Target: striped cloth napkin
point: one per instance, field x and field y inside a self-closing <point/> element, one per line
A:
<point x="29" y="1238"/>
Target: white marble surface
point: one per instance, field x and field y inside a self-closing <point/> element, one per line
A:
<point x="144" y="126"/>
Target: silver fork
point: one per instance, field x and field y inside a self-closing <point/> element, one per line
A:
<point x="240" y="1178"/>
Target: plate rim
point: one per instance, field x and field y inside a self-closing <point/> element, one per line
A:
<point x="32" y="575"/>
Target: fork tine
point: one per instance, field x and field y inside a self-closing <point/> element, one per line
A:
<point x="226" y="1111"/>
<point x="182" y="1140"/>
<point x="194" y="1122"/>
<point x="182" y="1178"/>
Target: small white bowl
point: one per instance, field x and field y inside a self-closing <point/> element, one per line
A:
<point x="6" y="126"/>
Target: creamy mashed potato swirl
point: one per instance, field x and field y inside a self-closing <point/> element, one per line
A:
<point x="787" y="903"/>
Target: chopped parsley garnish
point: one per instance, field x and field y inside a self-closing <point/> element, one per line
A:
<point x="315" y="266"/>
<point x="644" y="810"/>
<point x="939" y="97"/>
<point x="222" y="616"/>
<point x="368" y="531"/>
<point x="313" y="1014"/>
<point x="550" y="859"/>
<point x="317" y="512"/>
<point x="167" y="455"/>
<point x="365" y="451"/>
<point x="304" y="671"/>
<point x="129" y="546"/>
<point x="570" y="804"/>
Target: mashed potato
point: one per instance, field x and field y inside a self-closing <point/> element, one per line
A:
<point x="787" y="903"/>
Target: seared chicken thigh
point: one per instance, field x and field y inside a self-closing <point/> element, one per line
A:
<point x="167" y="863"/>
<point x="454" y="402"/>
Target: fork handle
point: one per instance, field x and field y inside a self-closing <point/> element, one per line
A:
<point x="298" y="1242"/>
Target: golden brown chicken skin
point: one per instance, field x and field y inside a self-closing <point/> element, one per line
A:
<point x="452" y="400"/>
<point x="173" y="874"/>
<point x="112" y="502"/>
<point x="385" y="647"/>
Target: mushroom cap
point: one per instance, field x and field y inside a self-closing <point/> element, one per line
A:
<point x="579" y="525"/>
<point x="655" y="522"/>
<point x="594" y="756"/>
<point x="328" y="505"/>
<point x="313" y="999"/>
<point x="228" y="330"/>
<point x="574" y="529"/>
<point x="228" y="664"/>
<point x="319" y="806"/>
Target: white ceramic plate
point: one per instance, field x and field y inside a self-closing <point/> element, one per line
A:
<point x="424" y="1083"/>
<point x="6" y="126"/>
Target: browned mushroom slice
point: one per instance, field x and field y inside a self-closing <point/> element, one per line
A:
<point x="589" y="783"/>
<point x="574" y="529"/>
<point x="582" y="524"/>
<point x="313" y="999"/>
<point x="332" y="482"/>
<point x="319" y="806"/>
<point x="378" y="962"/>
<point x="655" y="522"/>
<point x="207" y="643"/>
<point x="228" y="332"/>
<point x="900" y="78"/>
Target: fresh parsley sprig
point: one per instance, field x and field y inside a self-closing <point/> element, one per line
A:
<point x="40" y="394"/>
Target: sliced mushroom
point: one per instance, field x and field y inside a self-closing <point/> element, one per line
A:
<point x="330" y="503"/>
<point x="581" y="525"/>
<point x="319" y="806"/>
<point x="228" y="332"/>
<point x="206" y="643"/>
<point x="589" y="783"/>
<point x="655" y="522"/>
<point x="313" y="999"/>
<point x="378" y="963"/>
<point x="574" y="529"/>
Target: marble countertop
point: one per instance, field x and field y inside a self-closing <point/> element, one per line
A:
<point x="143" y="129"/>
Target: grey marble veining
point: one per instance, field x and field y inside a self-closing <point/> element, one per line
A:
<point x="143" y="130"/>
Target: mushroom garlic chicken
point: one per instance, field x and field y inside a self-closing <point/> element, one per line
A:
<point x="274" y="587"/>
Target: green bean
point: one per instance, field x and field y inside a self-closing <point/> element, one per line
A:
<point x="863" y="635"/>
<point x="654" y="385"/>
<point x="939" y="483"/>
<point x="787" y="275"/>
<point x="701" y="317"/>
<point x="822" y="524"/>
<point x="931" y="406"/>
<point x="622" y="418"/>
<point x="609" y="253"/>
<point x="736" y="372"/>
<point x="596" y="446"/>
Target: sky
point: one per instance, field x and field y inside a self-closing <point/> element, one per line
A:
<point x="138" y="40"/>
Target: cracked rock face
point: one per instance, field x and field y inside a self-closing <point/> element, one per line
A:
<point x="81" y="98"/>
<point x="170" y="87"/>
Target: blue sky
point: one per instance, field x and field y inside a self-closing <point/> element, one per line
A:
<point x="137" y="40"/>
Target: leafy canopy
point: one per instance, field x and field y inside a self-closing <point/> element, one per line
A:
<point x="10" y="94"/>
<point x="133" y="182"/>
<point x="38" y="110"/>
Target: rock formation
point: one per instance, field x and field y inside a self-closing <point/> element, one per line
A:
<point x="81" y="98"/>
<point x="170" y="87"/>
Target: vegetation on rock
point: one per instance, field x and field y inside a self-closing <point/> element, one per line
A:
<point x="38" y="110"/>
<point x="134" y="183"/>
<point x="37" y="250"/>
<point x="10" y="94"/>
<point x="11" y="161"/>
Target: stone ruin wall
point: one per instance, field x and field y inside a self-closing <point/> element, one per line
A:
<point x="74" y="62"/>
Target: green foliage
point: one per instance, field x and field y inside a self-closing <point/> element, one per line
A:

--

Written instruction
Render every line of the listing above as a JSON array of strings, one string per line, with blank lines omitted.

Response for this exercise
[
  "Target: striped cloth napkin",
  "point: one per instance, field x and field y inside a self-closing <point/> element, one per line",
  "A:",
  "<point x=\"29\" y=\"1238\"/>",
  "Target: white marble surface",
  "point: one per instance, field x and field y inside a self-closing <point/> element, one per line",
  "A:",
  "<point x=\"144\" y=\"126\"/>",
  "Target: silver fork",
  "point: one per instance, field x and field y inside a self-closing <point/> element, one per line",
  "A:",
  "<point x=\"240\" y=\"1178\"/>",
  "Target: plate rim",
  "point: one per instance, field x and field y inside a self-closing <point/> element, one per line",
  "A:",
  "<point x=\"32\" y=\"575\"/>",
  "Target: fork tine",
  "point: one per instance, field x and field y inside a self-closing <point/> element, one per line",
  "A:",
  "<point x=\"226\" y=\"1111\"/>",
  "<point x=\"182\" y=\"1140\"/>",
  "<point x=\"194\" y=\"1122\"/>",
  "<point x=\"182\" y=\"1178\"/>",
  "Target: small white bowl",
  "point: one per instance, field x and field y inside a self-closing <point/> element, one per line",
  "A:",
  "<point x=\"6\" y=\"126\"/>",
  "Target: creamy mashed potato swirl",
  "point: one per instance, field x and field y inside a self-closing <point/> element, one per line",
  "A:",
  "<point x=\"787\" y=\"903\"/>",
  "Target: chopped parsley garnish",
  "point: one per instance, field x and field y inside a self-closing <point/> element, one per line",
  "A:",
  "<point x=\"315\" y=\"266\"/>",
  "<point x=\"644\" y=\"810\"/>",
  "<point x=\"939\" y=\"97\"/>",
  "<point x=\"222\" y=\"616\"/>",
  "<point x=\"368\" y=\"531\"/>",
  "<point x=\"313\" y=\"1014\"/>",
  "<point x=\"550\" y=\"859\"/>",
  "<point x=\"317\" y=\"512\"/>",
  "<point x=\"167\" y=\"455\"/>",
  "<point x=\"365\" y=\"451\"/>",
  "<point x=\"304\" y=\"671\"/>",
  "<point x=\"129\" y=\"546\"/>",
  "<point x=\"570\" y=\"804\"/>",
  "Target: mashed potato",
  "point: one per instance, field x and field y inside a self-closing <point/> element, one per line",
  "A:",
  "<point x=\"787\" y=\"903\"/>",
  "Target: seared chicken thigh",
  "point: one per instance, field x and field y inside a self-closing <point/> element, one per line",
  "A:",
  "<point x=\"167\" y=\"863\"/>",
  "<point x=\"454\" y=\"402\"/>",
  "Target: fork handle",
  "point: one per instance, field x and field y inside a self-closing <point/> element, one per line",
  "A:",
  "<point x=\"298\" y=\"1242\"/>",
  "Target: golden brown chicken skin",
  "point: one per instance, field x and field y inside a self-closing <point/> element, one per line",
  "A:",
  "<point x=\"452\" y=\"400\"/>",
  "<point x=\"173\" y=\"874\"/>",
  "<point x=\"112\" y=\"502\"/>",
  "<point x=\"385\" y=\"647\"/>",
  "Target: mushroom cap",
  "point: one per instance, field x and field y inside a self-closing <point/> element, one per line",
  "A:",
  "<point x=\"579\" y=\"525\"/>",
  "<point x=\"655\" y=\"522\"/>",
  "<point x=\"594\" y=\"756\"/>",
  "<point x=\"328\" y=\"505\"/>",
  "<point x=\"313\" y=\"999\"/>",
  "<point x=\"228\" y=\"330\"/>",
  "<point x=\"574\" y=\"529\"/>",
  "<point x=\"228\" y=\"664\"/>",
  "<point x=\"319\" y=\"806\"/>",
  "Target: white ceramic plate",
  "point: one per instance, field x and field y inside a self-closing <point/> element, one per line",
  "A:",
  "<point x=\"424\" y=\"1083\"/>",
  "<point x=\"6\" y=\"126\"/>",
  "Target: browned mushroom slice",
  "point: one per instance, field x and field y inside a self-closing <point/> element, one per line",
  "A:",
  "<point x=\"589\" y=\"783\"/>",
  "<point x=\"574\" y=\"529\"/>",
  "<point x=\"582\" y=\"524\"/>",
  "<point x=\"313\" y=\"999\"/>",
  "<point x=\"332\" y=\"482\"/>",
  "<point x=\"319\" y=\"806\"/>",
  "<point x=\"378\" y=\"962\"/>",
  "<point x=\"655\" y=\"522\"/>",
  "<point x=\"207\" y=\"643\"/>",
  "<point x=\"228\" y=\"332\"/>",
  "<point x=\"900\" y=\"78\"/>",
  "Target: fresh parsley sprig",
  "point: one per instance, field x and field y inside a self-closing <point/> element, one per line",
  "A:",
  "<point x=\"40\" y=\"394\"/>",
  "Target: sliced mushroom",
  "point: one per instance, field x and field y inside a self-closing <point/> element, one per line",
  "A:",
  "<point x=\"330\" y=\"503\"/>",
  "<point x=\"581\" y=\"525\"/>",
  "<point x=\"319\" y=\"806\"/>",
  "<point x=\"228\" y=\"332\"/>",
  "<point x=\"206\" y=\"643\"/>",
  "<point x=\"589\" y=\"783\"/>",
  "<point x=\"655\" y=\"522\"/>",
  "<point x=\"313\" y=\"999\"/>",
  "<point x=\"378\" y=\"963\"/>",
  "<point x=\"574\" y=\"529\"/>",
  "Target: marble countertop",
  "point: one per instance, field x and field y inside a self-closing <point/> element, one per line",
  "A:",
  "<point x=\"143\" y=\"129\"/>",
  "Target: grey marble veining",
  "point: one per instance, field x and field y inside a self-closing <point/> element, one per line",
  "A:",
  "<point x=\"143\" y=\"130\"/>",
  "Target: mushroom garlic chicken",
  "point: one per instance, field x and field y inside a self-closing <point/> element, one per line",
  "A:",
  "<point x=\"274\" y=\"587\"/>",
  "Target: green bean",
  "point: one per instance, field x and field y inside a self-closing <point/> element, one per line",
  "A:",
  "<point x=\"863\" y=\"635\"/>",
  "<point x=\"654\" y=\"385\"/>",
  "<point x=\"939\" y=\"483\"/>",
  "<point x=\"787\" y=\"275\"/>",
  "<point x=\"701\" y=\"317\"/>",
  "<point x=\"822\" y=\"524\"/>",
  "<point x=\"931\" y=\"406\"/>",
  "<point x=\"622\" y=\"418\"/>",
  "<point x=\"609\" y=\"253\"/>",
  "<point x=\"736\" y=\"372\"/>",
  "<point x=\"596\" y=\"446\"/>",
  "Target: sky",
  "point: one per instance, field x and field y inside a self-closing <point/> element, one per line",
  "A:",
  "<point x=\"138\" y=\"40\"/>",
  "Target: cracked rock face",
  "point: one per instance, field x and field y inside a self-closing <point/> element, one per line",
  "A:",
  "<point x=\"81\" y=\"98\"/>",
  "<point x=\"170\" y=\"87\"/>",
  "Target: blue sky",
  "point: one per instance, field x and field y inside a self-closing <point/> element, one per line",
  "A:",
  "<point x=\"137\" y=\"40\"/>",
  "Target: leafy canopy",
  "point: one per instance, field x and field y inside a self-closing <point/> element, one per line",
  "A:",
  "<point x=\"10\" y=\"94\"/>",
  "<point x=\"133\" y=\"182\"/>",
  "<point x=\"38\" y=\"110\"/>",
  "Target: rock formation",
  "point: one per instance, field x and field y inside a self-closing <point/> element, one per line",
  "A:",
  "<point x=\"81\" y=\"98\"/>",
  "<point x=\"170\" y=\"87\"/>",
  "Target: vegetation on rock",
  "point: one per instance, field x and field y inside a self-closing <point/> element, one per line",
  "A:",
  "<point x=\"38\" y=\"110\"/>",
  "<point x=\"134\" y=\"183\"/>",
  "<point x=\"37\" y=\"250\"/>",
  "<point x=\"10\" y=\"94\"/>",
  "<point x=\"11\" y=\"161\"/>",
  "Target: stone ruin wall",
  "point: one per instance, field x and field y inside a self-closing <point/> element, one per line",
  "A:",
  "<point x=\"74\" y=\"62\"/>",
  "Target: green foliage",
  "point: one per instance, field x and field y inside a self-closing <point/> element, one per line",
  "A:"
]